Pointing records
-- Start --

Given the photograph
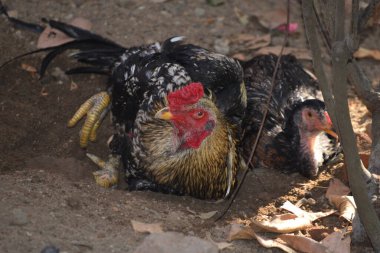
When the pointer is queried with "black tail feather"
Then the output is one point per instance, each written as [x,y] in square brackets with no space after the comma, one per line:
[79,33]
[88,70]
[93,49]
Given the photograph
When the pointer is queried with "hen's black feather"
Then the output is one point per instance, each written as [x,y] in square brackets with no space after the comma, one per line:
[280,144]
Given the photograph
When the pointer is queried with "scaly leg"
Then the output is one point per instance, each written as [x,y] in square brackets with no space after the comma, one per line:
[96,109]
[108,175]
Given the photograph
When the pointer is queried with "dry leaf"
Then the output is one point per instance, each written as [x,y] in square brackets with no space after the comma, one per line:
[73,85]
[345,205]
[240,57]
[337,196]
[51,37]
[239,232]
[29,68]
[146,228]
[208,215]
[319,234]
[300,53]
[252,41]
[335,242]
[301,213]
[303,244]
[367,53]
[243,18]
[220,245]
[272,18]
[292,27]
[44,92]
[284,223]
[336,187]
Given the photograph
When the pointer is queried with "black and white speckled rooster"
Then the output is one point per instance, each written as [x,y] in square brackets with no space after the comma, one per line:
[297,132]
[176,108]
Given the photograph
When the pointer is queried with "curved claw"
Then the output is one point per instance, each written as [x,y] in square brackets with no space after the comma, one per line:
[96,109]
[108,175]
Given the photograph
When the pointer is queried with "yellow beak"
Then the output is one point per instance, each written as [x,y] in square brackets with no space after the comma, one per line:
[331,132]
[164,114]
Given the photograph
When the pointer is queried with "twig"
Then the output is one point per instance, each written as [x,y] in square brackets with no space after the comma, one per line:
[263,118]
[340,55]
[366,14]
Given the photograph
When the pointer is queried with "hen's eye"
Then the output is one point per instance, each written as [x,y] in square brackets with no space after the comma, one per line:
[198,114]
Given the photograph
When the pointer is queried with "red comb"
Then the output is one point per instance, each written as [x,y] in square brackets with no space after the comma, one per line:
[328,118]
[188,95]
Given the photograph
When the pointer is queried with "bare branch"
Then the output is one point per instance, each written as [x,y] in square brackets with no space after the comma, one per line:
[340,111]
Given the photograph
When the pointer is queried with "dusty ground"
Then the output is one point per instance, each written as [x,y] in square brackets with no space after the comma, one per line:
[47,193]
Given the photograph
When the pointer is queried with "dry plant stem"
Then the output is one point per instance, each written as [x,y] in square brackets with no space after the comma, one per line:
[341,118]
[262,120]
[366,14]
[311,34]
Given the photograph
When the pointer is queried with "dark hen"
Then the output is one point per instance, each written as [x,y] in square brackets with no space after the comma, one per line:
[176,108]
[294,134]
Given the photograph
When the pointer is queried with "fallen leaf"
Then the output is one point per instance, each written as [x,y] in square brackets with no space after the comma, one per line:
[44,92]
[220,245]
[367,53]
[73,85]
[337,243]
[293,27]
[146,227]
[243,18]
[303,244]
[284,223]
[208,215]
[319,234]
[272,18]
[337,187]
[51,37]
[239,232]
[311,216]
[300,53]
[240,57]
[252,42]
[345,205]
[337,196]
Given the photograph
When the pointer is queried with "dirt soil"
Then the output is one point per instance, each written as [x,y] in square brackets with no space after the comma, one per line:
[47,192]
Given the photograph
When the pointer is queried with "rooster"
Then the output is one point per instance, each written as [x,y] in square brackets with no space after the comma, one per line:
[177,110]
[298,133]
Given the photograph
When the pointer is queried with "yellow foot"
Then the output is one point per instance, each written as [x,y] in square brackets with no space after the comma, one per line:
[96,109]
[108,175]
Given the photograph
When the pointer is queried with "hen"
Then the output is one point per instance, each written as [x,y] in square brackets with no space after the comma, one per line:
[176,108]
[297,134]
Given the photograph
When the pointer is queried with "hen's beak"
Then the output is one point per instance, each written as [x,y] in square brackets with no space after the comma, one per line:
[164,114]
[331,132]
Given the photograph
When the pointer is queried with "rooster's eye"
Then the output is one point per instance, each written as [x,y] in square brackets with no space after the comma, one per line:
[198,115]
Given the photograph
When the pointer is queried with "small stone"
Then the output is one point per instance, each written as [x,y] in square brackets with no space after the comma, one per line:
[50,249]
[73,203]
[199,12]
[173,242]
[60,75]
[222,46]
[215,2]
[19,217]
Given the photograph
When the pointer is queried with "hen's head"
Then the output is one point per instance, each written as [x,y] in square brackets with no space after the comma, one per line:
[193,116]
[309,120]
[311,117]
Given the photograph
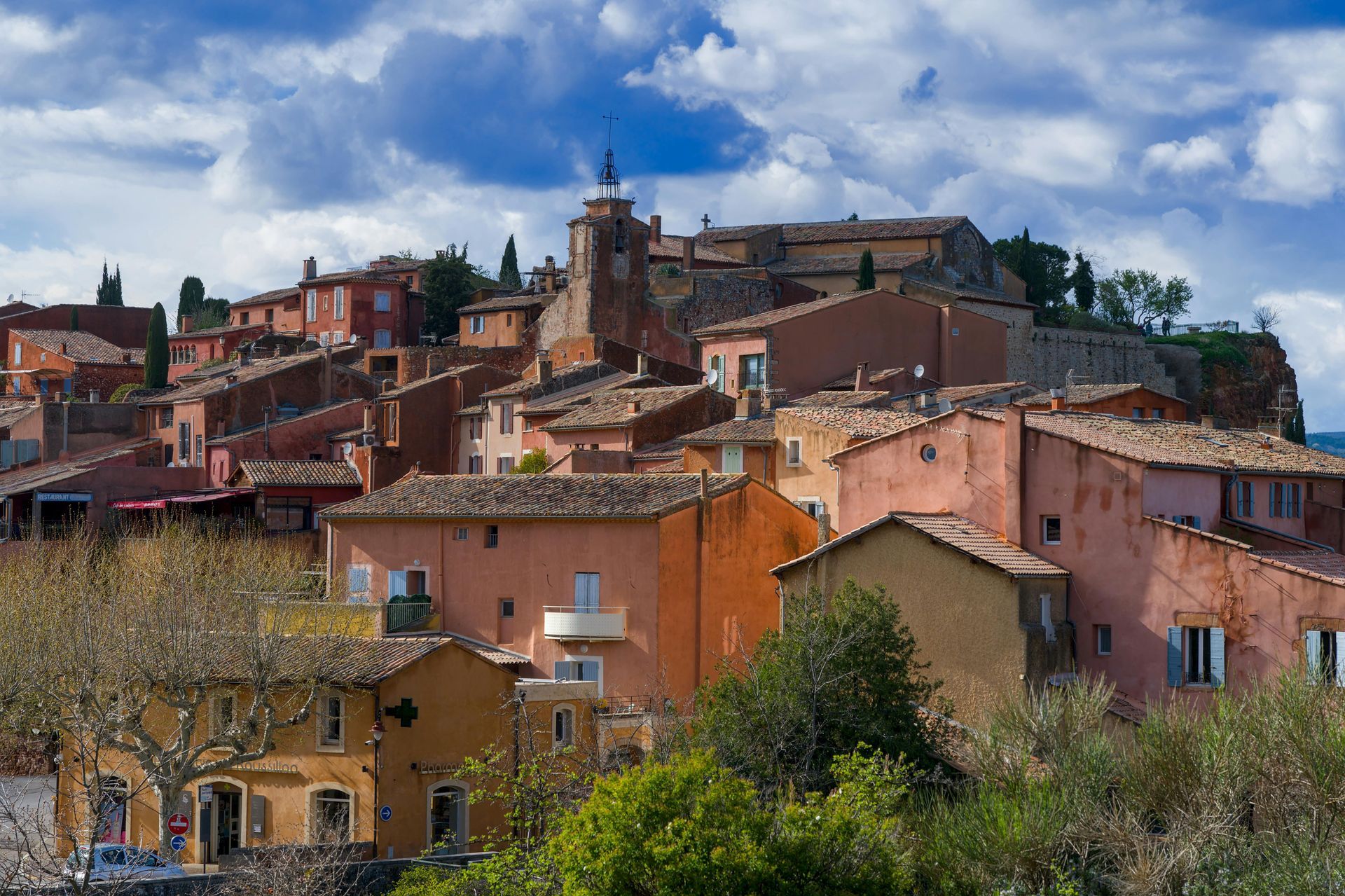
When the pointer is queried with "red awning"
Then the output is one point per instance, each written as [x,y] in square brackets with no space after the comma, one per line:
[160,502]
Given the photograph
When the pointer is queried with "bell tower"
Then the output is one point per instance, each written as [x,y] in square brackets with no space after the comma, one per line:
[608,261]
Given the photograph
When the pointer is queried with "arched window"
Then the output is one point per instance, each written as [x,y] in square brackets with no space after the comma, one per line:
[447,815]
[331,815]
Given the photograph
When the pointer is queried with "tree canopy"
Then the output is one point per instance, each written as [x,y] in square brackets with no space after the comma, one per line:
[509,276]
[109,291]
[156,349]
[1138,298]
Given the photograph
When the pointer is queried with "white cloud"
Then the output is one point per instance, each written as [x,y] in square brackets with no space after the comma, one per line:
[1194,156]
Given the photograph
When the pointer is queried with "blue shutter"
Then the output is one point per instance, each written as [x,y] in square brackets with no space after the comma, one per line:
[1216,657]
[1175,656]
[1313,650]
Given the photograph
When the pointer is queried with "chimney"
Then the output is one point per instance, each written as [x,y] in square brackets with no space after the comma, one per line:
[1016,435]
[748,406]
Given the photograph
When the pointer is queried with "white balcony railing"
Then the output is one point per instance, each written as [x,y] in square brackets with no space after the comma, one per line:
[584,623]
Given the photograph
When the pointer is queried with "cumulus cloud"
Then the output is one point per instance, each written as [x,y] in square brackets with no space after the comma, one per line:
[1194,156]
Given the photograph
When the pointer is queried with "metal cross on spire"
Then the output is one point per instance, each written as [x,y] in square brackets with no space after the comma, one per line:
[608,179]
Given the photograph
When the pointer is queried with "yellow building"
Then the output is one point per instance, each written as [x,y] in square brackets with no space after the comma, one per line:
[437,701]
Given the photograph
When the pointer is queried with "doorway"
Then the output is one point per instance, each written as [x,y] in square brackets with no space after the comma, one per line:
[225,825]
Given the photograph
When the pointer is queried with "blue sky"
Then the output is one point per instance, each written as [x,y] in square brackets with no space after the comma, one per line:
[233,140]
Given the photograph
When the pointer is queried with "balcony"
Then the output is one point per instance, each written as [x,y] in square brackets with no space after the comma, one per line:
[584,623]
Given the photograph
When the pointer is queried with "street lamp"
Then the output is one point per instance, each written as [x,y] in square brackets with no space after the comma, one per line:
[377,731]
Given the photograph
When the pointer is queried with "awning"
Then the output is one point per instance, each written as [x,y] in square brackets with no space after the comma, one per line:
[162,501]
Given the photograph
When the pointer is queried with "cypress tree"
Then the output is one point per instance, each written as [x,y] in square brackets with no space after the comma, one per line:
[867,279]
[156,349]
[510,277]
[190,298]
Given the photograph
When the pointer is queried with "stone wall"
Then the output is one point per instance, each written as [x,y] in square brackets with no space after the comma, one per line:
[1099,357]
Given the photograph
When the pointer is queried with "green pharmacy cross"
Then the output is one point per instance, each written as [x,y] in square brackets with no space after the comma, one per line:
[406,712]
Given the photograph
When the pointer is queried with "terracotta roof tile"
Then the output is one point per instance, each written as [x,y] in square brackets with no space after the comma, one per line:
[1182,444]
[555,495]
[858,422]
[883,261]
[960,535]
[81,347]
[1086,394]
[267,298]
[299,473]
[612,408]
[779,315]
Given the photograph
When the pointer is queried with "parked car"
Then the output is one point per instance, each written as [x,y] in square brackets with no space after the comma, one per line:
[118,862]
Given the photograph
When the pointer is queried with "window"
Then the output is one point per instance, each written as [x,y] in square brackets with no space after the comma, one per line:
[586,592]
[447,817]
[1285,499]
[813,506]
[1103,641]
[358,583]
[331,815]
[1325,654]
[754,371]
[563,726]
[288,514]
[1194,657]
[732,459]
[1244,495]
[331,722]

-- End --

Which lines above contain the word "white"? Copy each of them in full.

» FINISHED ANSWER:
When the pointer is queried with "black and white speckled rooster"
When the pointer is queried with "white cloud"
When the pointer is queried with "white balcony railing"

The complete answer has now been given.